--- start Data for this task ---

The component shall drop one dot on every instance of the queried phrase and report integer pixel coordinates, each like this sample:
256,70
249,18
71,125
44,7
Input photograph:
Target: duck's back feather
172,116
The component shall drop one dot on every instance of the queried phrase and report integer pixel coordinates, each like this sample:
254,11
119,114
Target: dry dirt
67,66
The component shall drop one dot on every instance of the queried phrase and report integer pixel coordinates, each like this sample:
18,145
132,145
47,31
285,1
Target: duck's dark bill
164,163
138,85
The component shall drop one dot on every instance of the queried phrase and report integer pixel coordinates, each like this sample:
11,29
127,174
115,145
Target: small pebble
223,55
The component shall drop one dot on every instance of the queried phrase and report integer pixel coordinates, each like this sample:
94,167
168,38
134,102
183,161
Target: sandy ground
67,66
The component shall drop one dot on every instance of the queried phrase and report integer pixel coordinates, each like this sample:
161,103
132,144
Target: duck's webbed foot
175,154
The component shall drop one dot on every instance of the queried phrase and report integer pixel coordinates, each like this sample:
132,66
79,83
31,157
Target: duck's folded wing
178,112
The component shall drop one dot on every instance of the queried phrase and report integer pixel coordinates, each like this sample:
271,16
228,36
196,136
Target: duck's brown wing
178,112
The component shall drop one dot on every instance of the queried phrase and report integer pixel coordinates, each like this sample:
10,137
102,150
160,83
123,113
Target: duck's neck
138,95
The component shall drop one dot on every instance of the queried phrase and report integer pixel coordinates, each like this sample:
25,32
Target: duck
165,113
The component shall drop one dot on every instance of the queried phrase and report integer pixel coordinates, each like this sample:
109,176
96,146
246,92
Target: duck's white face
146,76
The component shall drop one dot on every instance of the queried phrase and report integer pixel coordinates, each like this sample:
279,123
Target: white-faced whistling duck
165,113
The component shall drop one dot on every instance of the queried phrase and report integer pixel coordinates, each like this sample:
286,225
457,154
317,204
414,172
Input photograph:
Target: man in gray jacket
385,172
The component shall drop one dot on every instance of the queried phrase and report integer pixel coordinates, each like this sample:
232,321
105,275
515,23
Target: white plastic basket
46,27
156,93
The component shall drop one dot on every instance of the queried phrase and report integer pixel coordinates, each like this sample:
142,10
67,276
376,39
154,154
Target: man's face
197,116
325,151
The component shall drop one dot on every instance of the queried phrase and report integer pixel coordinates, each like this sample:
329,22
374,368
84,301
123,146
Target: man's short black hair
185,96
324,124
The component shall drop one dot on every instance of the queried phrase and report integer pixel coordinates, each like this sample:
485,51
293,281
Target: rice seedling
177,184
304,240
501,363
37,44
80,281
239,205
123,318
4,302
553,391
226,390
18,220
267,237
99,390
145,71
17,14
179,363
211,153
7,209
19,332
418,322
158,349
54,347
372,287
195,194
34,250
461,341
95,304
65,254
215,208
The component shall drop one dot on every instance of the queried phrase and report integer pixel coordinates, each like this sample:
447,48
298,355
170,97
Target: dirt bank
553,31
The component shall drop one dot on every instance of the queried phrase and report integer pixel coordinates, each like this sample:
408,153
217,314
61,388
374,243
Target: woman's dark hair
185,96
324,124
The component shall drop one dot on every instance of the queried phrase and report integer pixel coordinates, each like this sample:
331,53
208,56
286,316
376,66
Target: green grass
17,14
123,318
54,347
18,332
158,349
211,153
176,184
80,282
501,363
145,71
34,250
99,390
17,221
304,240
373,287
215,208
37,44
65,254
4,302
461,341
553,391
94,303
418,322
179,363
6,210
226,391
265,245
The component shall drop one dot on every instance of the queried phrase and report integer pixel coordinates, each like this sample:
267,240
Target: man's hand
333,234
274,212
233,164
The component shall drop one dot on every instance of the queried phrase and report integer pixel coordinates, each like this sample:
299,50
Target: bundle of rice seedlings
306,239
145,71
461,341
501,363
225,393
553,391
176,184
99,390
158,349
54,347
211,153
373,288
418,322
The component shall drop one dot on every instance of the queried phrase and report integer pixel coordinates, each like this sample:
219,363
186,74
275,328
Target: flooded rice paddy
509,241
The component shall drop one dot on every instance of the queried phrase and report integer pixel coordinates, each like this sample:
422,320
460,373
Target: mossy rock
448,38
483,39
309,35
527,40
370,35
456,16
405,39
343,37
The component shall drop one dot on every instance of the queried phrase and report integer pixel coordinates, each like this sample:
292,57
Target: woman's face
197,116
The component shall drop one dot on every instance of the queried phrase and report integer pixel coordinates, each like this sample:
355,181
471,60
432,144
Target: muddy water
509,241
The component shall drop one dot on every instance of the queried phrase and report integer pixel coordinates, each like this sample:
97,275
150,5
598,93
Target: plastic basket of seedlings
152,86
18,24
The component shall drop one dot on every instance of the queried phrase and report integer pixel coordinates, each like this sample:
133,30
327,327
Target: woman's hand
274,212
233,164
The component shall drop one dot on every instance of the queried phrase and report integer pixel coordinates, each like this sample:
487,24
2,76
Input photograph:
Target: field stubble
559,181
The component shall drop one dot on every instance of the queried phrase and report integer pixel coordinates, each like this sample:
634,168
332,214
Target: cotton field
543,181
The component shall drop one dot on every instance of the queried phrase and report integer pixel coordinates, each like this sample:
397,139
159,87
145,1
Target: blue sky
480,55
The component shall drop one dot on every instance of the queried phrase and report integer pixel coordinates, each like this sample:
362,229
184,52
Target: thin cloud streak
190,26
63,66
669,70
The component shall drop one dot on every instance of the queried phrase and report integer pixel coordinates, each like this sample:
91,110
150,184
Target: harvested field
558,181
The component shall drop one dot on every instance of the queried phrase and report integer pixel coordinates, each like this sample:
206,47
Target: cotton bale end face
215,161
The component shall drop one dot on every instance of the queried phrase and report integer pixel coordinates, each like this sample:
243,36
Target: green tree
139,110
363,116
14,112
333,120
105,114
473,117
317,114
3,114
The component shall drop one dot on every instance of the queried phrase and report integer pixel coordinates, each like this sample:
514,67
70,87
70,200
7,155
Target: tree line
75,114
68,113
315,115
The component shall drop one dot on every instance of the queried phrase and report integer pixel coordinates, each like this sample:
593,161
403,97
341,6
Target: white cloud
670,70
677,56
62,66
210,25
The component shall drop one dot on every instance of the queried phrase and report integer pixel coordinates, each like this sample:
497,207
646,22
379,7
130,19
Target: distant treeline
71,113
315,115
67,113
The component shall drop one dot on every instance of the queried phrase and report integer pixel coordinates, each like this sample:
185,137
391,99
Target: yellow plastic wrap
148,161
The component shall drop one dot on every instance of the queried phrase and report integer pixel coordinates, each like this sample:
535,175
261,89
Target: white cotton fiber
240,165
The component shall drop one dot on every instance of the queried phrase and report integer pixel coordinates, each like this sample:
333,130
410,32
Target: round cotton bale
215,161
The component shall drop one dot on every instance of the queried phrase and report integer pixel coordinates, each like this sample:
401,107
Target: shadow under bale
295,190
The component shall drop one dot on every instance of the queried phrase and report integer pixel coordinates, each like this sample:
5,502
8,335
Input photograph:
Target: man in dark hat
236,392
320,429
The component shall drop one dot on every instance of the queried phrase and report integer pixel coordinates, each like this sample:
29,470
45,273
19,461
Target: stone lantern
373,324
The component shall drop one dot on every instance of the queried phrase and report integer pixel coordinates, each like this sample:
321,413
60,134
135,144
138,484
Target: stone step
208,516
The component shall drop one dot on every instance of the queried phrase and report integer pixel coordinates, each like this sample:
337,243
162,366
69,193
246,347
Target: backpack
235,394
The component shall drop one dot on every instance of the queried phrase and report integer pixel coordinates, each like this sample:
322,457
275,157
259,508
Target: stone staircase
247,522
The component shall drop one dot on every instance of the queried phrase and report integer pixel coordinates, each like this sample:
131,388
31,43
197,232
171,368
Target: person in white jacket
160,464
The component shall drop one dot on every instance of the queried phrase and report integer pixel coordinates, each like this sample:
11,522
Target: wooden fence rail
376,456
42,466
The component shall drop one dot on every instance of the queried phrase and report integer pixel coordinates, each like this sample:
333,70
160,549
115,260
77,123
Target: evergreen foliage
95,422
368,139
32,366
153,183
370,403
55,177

--- end Data for this task ---

* [Given instruction] State how many lines of the material contain the word "duck". Give only the number.

* [Output for this exercise] 9